▶ **Your task**
The answer is every line of the records that holds the word "lettering", copied in full.

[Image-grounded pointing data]
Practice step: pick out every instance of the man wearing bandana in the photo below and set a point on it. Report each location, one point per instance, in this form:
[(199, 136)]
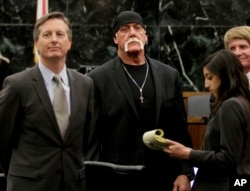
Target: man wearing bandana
[(135, 94)]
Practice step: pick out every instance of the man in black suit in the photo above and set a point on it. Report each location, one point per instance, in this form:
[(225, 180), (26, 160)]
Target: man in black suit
[(35, 155), (134, 94)]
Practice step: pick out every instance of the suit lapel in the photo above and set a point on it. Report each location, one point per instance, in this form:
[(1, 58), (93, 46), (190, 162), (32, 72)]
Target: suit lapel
[(43, 95), (74, 95), (158, 86), (120, 77)]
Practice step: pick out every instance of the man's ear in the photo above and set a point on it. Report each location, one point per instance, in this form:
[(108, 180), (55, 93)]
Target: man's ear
[(114, 39)]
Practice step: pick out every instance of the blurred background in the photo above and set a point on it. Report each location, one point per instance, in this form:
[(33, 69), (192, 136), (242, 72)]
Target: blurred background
[(181, 32)]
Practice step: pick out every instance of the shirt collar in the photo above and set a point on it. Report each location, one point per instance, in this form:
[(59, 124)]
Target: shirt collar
[(48, 74)]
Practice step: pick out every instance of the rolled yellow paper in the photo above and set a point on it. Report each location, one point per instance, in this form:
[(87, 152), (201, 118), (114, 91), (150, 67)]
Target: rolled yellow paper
[(154, 139)]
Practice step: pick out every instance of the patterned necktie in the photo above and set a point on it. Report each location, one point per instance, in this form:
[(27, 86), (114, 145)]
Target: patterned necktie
[(60, 105)]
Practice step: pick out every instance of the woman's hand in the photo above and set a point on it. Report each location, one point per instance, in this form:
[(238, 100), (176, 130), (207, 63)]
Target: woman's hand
[(177, 150)]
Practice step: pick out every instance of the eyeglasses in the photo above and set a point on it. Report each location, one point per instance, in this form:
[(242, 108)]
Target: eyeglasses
[(127, 28)]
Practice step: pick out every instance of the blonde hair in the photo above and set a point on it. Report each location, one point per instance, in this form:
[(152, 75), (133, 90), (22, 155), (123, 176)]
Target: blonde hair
[(240, 32)]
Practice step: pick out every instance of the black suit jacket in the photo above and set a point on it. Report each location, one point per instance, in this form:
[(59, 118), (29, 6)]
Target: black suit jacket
[(33, 154), (120, 129)]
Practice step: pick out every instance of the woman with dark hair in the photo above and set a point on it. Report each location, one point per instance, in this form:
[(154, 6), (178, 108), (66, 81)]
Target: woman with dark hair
[(225, 153)]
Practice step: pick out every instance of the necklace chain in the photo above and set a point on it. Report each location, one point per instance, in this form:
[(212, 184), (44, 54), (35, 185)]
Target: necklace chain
[(140, 88)]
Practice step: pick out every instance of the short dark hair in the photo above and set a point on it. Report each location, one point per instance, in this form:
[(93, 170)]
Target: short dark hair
[(52, 15), (228, 68)]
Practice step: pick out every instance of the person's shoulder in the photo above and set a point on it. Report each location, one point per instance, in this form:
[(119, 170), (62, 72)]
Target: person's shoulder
[(162, 65), (233, 102), (103, 67)]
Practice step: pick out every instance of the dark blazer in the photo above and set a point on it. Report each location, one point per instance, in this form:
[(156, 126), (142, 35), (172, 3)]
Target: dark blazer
[(119, 124), (33, 154), (226, 148)]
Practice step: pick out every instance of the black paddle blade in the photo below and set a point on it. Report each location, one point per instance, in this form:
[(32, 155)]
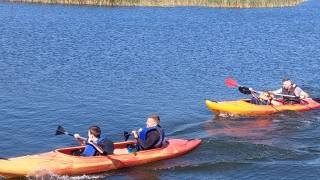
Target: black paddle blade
[(244, 90), (60, 130), (126, 135)]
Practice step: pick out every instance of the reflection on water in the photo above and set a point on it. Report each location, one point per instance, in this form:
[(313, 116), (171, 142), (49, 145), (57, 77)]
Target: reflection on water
[(255, 130)]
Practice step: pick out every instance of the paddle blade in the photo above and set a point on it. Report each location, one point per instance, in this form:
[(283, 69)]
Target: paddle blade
[(316, 99), (245, 90), (60, 130), (231, 82), (126, 135)]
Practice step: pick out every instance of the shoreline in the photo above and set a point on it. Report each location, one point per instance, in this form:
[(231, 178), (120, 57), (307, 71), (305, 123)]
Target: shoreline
[(171, 3)]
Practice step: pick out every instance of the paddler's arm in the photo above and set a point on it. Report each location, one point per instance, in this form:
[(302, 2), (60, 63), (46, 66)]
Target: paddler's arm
[(80, 139), (98, 148), (278, 91)]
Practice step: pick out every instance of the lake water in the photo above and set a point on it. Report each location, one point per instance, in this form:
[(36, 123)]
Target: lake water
[(77, 66)]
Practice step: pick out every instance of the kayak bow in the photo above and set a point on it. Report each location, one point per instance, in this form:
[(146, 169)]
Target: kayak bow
[(243, 107), (62, 162)]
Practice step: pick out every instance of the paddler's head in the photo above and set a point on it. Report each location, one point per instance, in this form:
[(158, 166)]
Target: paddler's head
[(94, 133), (153, 120), (286, 83)]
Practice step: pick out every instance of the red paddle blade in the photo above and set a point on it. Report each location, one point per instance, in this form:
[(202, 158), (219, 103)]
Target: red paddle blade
[(231, 82)]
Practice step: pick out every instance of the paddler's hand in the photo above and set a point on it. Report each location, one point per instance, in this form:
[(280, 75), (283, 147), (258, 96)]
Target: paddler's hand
[(135, 134), (77, 136), (302, 96)]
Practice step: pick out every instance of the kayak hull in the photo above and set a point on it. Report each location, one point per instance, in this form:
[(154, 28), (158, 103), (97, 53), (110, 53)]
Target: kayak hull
[(244, 108), (61, 162)]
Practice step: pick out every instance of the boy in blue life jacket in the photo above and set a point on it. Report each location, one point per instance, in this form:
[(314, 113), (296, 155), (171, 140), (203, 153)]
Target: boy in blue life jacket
[(95, 145), (150, 137)]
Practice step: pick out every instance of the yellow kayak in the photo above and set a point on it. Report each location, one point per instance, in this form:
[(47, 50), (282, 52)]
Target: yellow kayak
[(243, 107)]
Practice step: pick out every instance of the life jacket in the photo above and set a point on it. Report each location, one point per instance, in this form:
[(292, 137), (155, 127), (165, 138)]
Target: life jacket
[(143, 136), (104, 143), (89, 150), (290, 100)]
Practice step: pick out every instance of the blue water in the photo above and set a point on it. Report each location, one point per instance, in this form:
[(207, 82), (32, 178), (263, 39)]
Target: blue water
[(78, 66)]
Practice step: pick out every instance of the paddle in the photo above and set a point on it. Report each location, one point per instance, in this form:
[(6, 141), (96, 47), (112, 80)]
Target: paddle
[(245, 90), (60, 131), (126, 135)]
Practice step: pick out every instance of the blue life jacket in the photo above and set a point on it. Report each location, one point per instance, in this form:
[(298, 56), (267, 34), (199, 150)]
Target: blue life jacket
[(145, 131), (103, 142), (89, 150)]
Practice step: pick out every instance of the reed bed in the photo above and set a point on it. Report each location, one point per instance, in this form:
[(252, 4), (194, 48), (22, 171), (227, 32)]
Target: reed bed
[(173, 3)]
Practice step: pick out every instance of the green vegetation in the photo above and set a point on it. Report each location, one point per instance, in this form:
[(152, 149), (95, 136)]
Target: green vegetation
[(172, 3)]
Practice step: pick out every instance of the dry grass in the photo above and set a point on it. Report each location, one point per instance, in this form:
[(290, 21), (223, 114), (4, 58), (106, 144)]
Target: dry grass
[(173, 3)]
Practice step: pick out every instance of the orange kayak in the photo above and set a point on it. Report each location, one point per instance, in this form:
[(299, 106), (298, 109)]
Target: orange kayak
[(243, 107), (62, 162)]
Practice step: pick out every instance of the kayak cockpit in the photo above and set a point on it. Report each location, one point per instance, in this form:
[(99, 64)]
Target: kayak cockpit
[(119, 148)]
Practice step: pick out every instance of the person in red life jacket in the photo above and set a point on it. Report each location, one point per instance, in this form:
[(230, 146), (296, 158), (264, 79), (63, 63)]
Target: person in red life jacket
[(152, 136), (289, 88), (94, 144)]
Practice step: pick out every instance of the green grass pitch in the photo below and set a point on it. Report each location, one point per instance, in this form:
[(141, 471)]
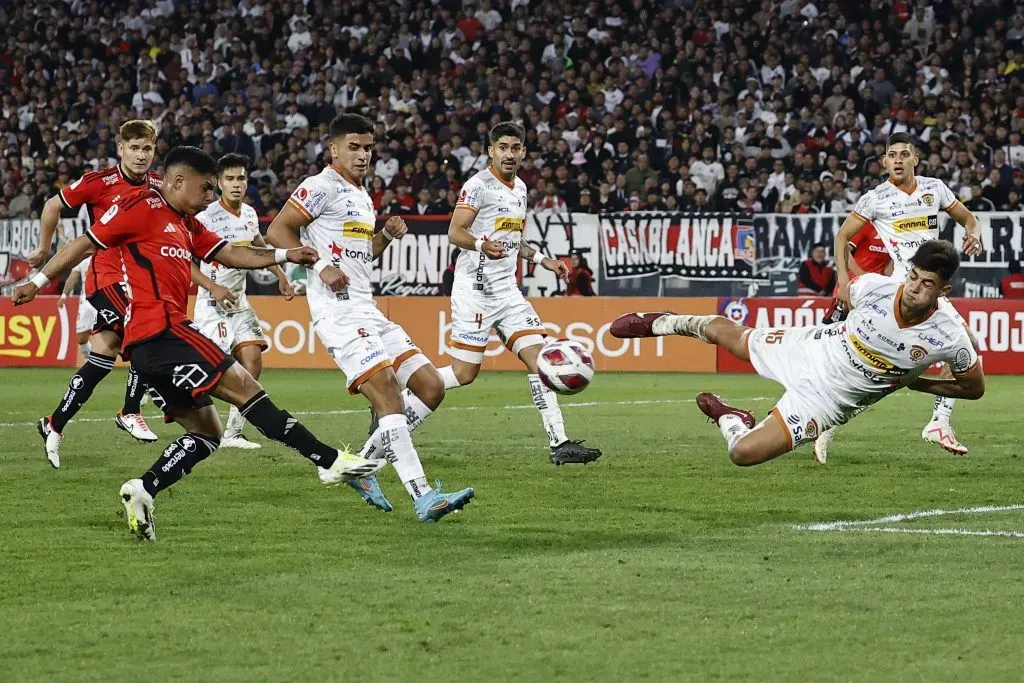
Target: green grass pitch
[(662, 561)]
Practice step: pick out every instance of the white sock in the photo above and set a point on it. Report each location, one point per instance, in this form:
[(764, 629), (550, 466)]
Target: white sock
[(396, 444), (732, 429), (547, 402), (235, 423), (416, 411), (448, 374), (943, 409)]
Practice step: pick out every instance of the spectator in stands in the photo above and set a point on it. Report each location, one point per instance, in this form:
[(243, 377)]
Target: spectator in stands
[(1012, 286), (816, 276), (581, 281)]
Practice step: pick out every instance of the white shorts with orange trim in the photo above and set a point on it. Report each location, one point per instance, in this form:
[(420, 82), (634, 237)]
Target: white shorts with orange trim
[(364, 342), (512, 317), (229, 331), (805, 410)]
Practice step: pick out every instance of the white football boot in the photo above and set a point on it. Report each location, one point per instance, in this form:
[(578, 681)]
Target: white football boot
[(136, 427), (138, 509)]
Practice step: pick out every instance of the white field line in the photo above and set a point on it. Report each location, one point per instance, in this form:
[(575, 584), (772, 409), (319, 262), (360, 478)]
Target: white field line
[(363, 411), (872, 525)]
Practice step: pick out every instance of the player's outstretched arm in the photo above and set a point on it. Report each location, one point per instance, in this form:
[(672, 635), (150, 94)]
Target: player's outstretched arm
[(850, 227), (963, 215), (459, 235), (47, 228), (970, 385), (70, 256)]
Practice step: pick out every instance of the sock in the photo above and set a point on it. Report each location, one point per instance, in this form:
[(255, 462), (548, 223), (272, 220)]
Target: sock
[(279, 425), (177, 460), (448, 374), (235, 423), (943, 409), (80, 388), (732, 429), (547, 402), (397, 447), (133, 393)]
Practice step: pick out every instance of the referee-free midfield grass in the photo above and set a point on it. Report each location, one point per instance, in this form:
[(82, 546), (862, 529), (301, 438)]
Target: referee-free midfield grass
[(662, 561)]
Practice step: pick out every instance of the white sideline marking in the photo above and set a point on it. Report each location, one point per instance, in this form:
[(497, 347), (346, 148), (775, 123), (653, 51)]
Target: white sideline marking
[(363, 411), (872, 525)]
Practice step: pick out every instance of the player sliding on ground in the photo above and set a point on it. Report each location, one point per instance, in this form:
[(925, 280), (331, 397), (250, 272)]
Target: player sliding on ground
[(904, 211), (335, 216), (222, 311), (487, 225), (103, 285), (160, 236), (893, 334)]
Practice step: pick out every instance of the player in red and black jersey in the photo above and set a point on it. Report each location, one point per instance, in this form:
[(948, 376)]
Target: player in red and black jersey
[(103, 287), (159, 237)]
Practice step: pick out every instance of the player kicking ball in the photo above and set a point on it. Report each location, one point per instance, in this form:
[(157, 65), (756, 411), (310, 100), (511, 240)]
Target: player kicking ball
[(894, 332), (487, 225), (335, 216), (222, 311), (904, 211), (159, 236), (104, 290)]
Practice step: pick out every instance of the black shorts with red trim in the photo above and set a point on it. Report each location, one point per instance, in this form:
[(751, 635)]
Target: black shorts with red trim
[(112, 307), (180, 367)]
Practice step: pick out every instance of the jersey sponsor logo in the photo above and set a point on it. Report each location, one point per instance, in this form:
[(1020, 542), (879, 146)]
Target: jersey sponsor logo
[(916, 224), (357, 230), (175, 252)]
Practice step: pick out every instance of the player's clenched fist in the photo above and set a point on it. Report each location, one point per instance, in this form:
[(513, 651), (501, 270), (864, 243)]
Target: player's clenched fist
[(395, 227), (302, 255)]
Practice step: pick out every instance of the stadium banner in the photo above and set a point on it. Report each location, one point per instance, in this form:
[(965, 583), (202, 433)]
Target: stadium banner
[(39, 333), (997, 324), (716, 247), (427, 319), (559, 236)]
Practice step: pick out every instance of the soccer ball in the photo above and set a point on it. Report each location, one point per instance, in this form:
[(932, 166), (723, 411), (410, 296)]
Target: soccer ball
[(565, 367)]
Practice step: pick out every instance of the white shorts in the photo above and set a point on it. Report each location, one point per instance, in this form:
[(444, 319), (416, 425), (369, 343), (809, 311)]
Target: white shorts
[(364, 342), (86, 316), (472, 318), (229, 331), (807, 408)]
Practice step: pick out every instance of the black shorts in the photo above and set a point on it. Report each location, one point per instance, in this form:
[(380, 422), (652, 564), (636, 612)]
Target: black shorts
[(112, 306), (180, 367)]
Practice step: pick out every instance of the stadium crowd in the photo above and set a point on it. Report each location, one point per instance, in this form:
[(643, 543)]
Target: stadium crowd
[(717, 104)]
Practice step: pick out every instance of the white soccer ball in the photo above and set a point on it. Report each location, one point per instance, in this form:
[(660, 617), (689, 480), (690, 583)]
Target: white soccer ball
[(565, 367)]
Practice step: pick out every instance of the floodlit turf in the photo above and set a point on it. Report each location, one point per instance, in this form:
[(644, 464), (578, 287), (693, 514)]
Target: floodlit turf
[(662, 561)]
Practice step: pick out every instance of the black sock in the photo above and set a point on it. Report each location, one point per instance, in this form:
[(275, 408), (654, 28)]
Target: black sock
[(279, 425), (177, 460), (80, 388), (133, 393)]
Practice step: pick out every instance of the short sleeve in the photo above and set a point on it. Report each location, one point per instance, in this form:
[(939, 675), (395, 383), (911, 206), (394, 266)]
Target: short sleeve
[(865, 207), (115, 227), (83, 190), (471, 197), (309, 199), (946, 197), (205, 244)]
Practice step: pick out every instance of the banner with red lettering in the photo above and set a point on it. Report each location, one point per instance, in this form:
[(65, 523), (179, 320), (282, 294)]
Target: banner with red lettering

▶ **Task output**
Practice step: pick out every instance of the banner with red lettering in the photo above and set a point on it. Report each location, one point per instance, in this form:
Target: banner with red lettering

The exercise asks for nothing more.